● **Problems to work on**
(a) Translate this sentence from the Kashima documentation excerpt into Spanish: "Kashima provides two high-level functions for common workflows:"
(b) Answer these questions using the Kashima documentation excerpt:
(i) What argument is passed to downloadAllCatalogs to force a complete re-download?
(ii) Which function removes all cached catalogs?
(iii) Which two parameters does the minimal signature of buildMap require?
(c) Write the next part of the Kashima documentation excerpt, picking up right after its last line.

● **Selected extract**
━━━━━━━━━━━━━━━━

To force a complete re-download:

catalogs = downloadAllCatalogs(force_update=True)

Clear Cache

To remove all cached catalogs:

from kashima.mapper import clear_cache

clear_cache()

API Reference

Simplified API

Kashima provides two high-level functions for common workflows:

buildMap() - Create Interactive Maps

Minimal signature (only coordinates required):

from kashima.mapper import buildMap

result = buildMap(
    latitude: float,              # REQUIRED - Center latitude
    longitude: float,             # REQUIRED - Center longitude
)

━━━━━━━━━━━━━━━━

● **Dataset content**
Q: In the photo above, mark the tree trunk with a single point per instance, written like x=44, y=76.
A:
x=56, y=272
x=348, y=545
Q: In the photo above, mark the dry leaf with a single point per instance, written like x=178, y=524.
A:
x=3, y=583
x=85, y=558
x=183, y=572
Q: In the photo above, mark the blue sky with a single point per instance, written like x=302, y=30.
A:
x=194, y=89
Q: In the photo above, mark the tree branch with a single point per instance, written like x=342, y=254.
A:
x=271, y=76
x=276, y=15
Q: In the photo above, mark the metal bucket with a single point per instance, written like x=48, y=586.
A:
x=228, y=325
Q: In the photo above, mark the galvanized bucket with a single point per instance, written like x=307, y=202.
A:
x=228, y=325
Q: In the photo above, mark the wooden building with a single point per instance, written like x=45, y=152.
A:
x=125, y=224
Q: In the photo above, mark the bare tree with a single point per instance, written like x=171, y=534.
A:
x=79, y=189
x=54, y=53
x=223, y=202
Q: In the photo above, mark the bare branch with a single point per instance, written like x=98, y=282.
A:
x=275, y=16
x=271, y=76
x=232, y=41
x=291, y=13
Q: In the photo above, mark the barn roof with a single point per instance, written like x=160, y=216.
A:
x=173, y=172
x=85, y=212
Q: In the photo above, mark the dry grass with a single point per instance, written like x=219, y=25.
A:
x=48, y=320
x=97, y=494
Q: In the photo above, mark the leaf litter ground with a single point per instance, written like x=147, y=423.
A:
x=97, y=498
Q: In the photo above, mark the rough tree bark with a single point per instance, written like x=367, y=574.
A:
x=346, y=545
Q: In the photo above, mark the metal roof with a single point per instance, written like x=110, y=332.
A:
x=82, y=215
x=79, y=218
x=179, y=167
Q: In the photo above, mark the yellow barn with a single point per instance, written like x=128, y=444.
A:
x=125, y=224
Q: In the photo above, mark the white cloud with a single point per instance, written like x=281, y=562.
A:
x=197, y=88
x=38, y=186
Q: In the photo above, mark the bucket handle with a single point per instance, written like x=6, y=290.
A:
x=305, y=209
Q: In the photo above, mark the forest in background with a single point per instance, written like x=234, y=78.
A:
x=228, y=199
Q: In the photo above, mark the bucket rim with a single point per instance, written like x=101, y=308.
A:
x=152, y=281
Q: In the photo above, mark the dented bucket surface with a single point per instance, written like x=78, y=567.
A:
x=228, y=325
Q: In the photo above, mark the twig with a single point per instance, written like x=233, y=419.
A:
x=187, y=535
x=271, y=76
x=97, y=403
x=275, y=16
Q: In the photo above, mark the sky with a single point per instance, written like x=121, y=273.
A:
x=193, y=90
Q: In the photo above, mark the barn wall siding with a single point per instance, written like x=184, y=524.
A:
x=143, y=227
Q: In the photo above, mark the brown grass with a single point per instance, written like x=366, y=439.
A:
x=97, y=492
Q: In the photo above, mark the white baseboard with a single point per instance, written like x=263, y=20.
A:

━━━━━━━━━━━━━━━━

● **Answers to the problems**
(a) Kashima ofrece dos funciones de alto nivel para flujos de trabajo comunes:

(b)
(i) force_update=True
(ii) clear_cache()
(iii) latitude and longitude

(c)
# Returns: {"html": str, "csv": str, "event_count": int}
# Creates ./data/ and ./maps/ in current directory

Full signature with most common parameters:

result = buildMap(
    latitude: float,                       # REQUIRED
    longitude: float,                      # REQUIRED
    output_dir: str = ".",                 # Output directory
    radius_km: float = 500,                # Search radius
    vmin: float = 4.5,                     # Min magnitude
    vmax: float = 9.0,                     # Max magnitude
    project_name: str = "",
    client: str = "",
    # Layer visibility
    show_events_default: bool = True,
    show_beachballs_default: bool = True,
    show_faults_default: bool = True,      # NEW: Control fault layer visibility
    show_heatmap_default: bool = False,
    base_zoom_level: int = 9,
    # File paths
    station_csv_path: str = None,
    # Visual customization (optional - uses sensible defaults)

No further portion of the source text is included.